DIRECTIONS:
Can you rewrite the records below as a numbered list, from the line with "the person wearing" to the line with "Target: person wearing cap", both included and with blank lines left out?

Records from a collection:

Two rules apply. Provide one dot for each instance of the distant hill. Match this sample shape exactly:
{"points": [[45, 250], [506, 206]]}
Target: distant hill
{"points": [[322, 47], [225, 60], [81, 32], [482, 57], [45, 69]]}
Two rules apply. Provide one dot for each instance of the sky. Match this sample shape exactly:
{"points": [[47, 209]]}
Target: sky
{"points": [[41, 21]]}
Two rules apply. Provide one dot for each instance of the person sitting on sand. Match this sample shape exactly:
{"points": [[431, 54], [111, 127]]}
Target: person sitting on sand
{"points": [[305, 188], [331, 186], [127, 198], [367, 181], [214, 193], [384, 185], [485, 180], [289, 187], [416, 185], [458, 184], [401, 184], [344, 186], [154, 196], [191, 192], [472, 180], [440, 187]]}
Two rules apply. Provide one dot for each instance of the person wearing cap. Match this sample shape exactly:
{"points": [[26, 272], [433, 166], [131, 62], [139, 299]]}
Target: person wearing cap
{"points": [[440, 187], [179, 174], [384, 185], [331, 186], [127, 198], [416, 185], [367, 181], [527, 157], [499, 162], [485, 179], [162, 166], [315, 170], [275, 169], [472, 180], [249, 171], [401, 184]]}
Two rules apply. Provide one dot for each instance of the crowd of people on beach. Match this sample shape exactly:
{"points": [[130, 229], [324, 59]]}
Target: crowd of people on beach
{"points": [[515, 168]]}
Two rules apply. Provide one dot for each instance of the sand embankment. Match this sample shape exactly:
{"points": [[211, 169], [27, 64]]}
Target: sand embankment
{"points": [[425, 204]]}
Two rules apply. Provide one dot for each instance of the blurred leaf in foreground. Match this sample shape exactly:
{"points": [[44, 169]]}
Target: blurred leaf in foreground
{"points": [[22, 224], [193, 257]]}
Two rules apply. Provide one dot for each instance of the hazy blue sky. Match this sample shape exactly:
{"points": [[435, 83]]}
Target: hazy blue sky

PROBLEM SOLUTION:
1. Two rules apply. Provide one dot for each instance of the person wearing cap. Match this sample shape exactly:
2. {"points": [[26, 272], [433, 166], [131, 62], [139, 299]]}
3. Target: person wearing cap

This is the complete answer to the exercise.